- [Records of labeled points]:
▼▼▼

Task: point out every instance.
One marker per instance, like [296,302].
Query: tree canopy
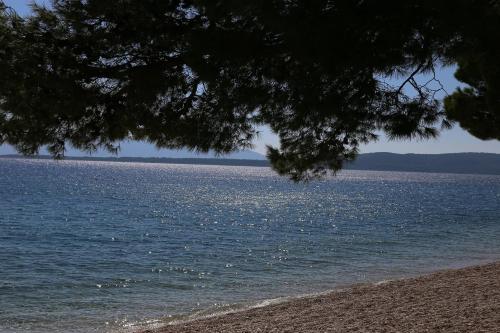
[204,74]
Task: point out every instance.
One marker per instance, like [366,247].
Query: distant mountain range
[473,163]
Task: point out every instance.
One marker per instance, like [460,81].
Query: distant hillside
[474,163]
[478,163]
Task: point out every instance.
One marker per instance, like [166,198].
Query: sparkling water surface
[110,247]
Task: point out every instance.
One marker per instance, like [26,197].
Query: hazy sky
[454,140]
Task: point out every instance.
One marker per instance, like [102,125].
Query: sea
[90,246]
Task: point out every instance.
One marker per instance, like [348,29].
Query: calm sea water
[105,247]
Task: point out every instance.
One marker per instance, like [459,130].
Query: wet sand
[463,300]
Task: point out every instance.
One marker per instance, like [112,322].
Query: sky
[450,141]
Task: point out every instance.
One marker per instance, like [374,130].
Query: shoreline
[451,300]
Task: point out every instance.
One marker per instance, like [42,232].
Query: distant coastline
[461,163]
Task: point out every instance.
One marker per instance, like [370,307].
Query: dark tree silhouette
[204,74]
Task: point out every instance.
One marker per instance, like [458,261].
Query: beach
[459,300]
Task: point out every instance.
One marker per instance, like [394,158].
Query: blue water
[106,247]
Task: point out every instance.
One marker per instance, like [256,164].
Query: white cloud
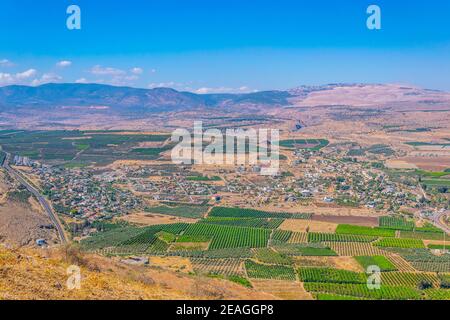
[46,78]
[6,78]
[206,90]
[26,74]
[81,80]
[6,63]
[98,70]
[137,70]
[64,64]
[18,78]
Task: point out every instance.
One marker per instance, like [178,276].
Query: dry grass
[39,275]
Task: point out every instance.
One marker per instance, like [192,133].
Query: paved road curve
[44,203]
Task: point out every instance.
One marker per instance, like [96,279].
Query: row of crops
[252,213]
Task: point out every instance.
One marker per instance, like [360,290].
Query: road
[44,203]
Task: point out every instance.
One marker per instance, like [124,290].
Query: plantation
[270,256]
[261,271]
[310,144]
[381,261]
[399,243]
[230,236]
[186,211]
[332,237]
[132,239]
[396,223]
[280,236]
[97,148]
[438,294]
[376,232]
[422,235]
[305,250]
[298,237]
[252,213]
[351,249]
[406,279]
[330,275]
[362,291]
[245,222]
[225,267]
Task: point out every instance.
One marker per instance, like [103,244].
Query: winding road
[44,203]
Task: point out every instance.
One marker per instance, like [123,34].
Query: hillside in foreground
[23,273]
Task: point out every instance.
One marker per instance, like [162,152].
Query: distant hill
[158,99]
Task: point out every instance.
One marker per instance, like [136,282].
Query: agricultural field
[330,275]
[333,237]
[352,249]
[304,249]
[422,235]
[251,213]
[399,243]
[361,291]
[230,236]
[180,210]
[396,223]
[249,248]
[381,261]
[412,280]
[367,231]
[262,271]
[308,144]
[80,148]
[280,236]
[271,223]
[270,256]
[227,267]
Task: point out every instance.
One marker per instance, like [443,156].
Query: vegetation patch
[380,261]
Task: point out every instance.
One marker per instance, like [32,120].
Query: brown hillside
[33,274]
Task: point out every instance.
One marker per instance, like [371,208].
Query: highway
[44,203]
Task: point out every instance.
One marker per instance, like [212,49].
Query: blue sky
[225,45]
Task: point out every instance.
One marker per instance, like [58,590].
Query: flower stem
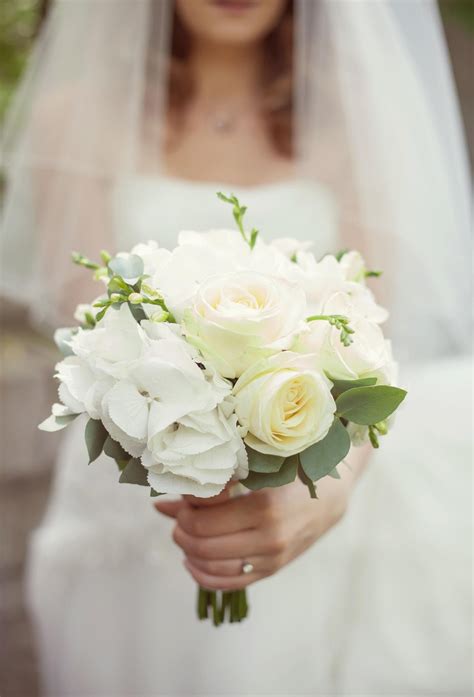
[230,606]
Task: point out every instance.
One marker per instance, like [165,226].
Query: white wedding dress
[379,606]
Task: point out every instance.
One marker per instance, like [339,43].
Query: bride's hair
[277,80]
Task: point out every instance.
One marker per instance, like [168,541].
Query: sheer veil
[376,120]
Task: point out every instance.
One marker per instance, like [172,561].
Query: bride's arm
[268,528]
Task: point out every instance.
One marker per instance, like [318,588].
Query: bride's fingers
[225,583]
[230,567]
[170,508]
[237,546]
[231,516]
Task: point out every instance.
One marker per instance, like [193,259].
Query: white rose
[238,317]
[285,404]
[369,354]
[197,257]
[353,267]
[197,455]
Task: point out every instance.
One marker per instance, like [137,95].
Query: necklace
[224,122]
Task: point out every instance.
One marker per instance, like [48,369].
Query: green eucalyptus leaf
[334,474]
[286,475]
[62,337]
[115,450]
[96,435]
[307,482]
[341,386]
[260,462]
[137,312]
[128,267]
[134,473]
[369,405]
[118,285]
[321,458]
[100,315]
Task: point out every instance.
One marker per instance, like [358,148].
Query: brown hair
[277,78]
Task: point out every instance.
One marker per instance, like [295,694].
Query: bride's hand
[267,528]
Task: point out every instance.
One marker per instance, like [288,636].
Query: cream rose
[237,318]
[285,404]
[369,354]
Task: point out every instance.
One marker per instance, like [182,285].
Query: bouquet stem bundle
[222,606]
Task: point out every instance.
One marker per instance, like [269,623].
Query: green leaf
[308,482]
[100,315]
[321,458]
[118,285]
[134,473]
[286,475]
[96,436]
[115,450]
[128,267]
[341,386]
[137,312]
[62,337]
[369,405]
[260,462]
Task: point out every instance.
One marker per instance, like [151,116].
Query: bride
[333,123]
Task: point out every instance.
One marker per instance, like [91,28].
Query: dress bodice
[159,207]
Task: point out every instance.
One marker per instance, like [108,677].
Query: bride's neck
[226,73]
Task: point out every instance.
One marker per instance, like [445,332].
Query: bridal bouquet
[227,359]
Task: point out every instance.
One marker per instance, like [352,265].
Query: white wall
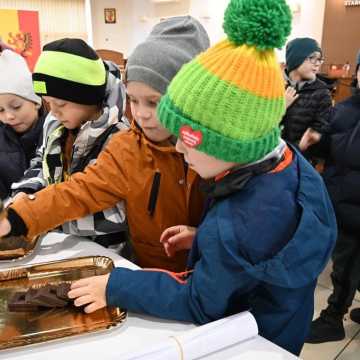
[135,18]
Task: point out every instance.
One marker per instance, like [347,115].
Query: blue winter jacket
[259,249]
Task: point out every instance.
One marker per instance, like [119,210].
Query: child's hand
[177,238]
[91,291]
[5,227]
[290,96]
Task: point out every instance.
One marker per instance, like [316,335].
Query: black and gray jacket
[47,166]
[310,110]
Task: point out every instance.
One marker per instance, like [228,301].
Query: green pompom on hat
[228,101]
[69,69]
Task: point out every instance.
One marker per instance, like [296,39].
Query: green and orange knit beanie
[228,101]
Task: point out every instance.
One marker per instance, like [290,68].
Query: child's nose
[9,116]
[179,146]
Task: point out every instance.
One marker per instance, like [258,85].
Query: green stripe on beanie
[214,143]
[81,70]
[69,69]
[214,99]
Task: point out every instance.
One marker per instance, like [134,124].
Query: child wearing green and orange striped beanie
[233,94]
[269,229]
[258,246]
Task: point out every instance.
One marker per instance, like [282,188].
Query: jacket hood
[303,258]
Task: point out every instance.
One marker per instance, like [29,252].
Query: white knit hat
[15,77]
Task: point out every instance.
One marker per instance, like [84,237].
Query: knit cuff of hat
[83,83]
[215,144]
[147,76]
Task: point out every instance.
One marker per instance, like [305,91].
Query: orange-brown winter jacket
[131,168]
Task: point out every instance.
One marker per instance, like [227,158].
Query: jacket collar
[166,146]
[239,176]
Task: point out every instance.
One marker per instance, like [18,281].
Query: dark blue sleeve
[204,297]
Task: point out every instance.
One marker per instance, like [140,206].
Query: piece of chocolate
[18,303]
[63,290]
[45,297]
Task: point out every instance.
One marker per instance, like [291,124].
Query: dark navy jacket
[259,249]
[342,169]
[16,152]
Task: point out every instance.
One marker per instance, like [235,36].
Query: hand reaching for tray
[5,226]
[90,292]
[177,238]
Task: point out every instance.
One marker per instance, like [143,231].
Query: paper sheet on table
[202,340]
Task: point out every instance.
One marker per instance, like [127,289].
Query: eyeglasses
[315,60]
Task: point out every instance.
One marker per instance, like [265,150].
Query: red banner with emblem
[20,30]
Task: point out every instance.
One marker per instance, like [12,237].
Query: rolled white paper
[202,340]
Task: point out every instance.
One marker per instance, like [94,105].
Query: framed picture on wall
[110,15]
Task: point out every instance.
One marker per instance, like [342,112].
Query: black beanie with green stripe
[69,69]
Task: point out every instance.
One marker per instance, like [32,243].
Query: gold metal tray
[19,329]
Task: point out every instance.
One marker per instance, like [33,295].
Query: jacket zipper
[154,193]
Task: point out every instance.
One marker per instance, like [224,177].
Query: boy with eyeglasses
[308,100]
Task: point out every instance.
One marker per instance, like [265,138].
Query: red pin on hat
[190,137]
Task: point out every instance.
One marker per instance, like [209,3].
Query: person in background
[86,108]
[21,119]
[139,166]
[308,99]
[342,178]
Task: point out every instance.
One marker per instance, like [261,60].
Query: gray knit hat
[172,43]
[15,77]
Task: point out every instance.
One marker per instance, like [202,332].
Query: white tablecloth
[137,332]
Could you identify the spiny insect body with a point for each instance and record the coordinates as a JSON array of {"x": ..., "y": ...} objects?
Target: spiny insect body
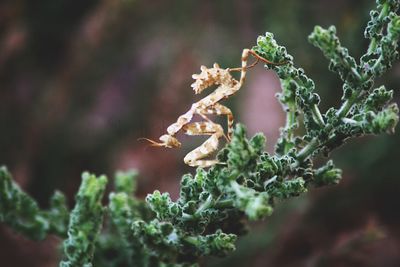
[{"x": 209, "y": 105}]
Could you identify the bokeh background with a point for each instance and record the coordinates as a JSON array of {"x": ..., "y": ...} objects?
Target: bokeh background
[{"x": 81, "y": 81}]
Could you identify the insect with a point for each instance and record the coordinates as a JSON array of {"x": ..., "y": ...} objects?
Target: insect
[{"x": 227, "y": 86}]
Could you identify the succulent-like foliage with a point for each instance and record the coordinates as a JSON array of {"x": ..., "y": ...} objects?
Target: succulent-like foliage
[{"x": 214, "y": 204}]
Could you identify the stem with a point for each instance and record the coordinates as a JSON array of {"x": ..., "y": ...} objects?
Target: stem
[
  {"x": 307, "y": 150},
  {"x": 204, "y": 206},
  {"x": 345, "y": 108}
]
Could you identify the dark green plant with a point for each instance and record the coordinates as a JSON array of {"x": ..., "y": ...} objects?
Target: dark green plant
[{"x": 215, "y": 204}]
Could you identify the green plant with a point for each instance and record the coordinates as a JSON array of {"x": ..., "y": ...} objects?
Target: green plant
[{"x": 214, "y": 205}]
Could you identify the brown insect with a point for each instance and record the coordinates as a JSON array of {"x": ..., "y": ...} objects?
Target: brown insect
[{"x": 227, "y": 86}]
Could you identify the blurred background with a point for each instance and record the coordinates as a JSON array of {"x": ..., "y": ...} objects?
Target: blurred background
[{"x": 81, "y": 81}]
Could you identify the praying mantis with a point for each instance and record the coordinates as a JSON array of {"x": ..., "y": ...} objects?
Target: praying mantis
[{"x": 209, "y": 105}]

▲▲▲

From the line with "Could you identify the brown" to the last line of the material, give every line again exactly, and only those lines.

- [COMPLETE RESPONSE]:
Could you identify the brown insect with a point for each instance and record the coordinates as a JSON array of {"x": ..., "y": ...} objects?
Target: brown insect
[{"x": 227, "y": 86}]
Could you identify the blurred background with a point for each instance and record the coordinates as a JSON array of {"x": ..., "y": ...} objects?
Target: blurred background
[{"x": 81, "y": 81}]
Could you identify the praying mantis with a point for each instance and record the coordinates as a JSON array of {"x": ..., "y": ...} objects?
Target: praying mantis
[{"x": 209, "y": 105}]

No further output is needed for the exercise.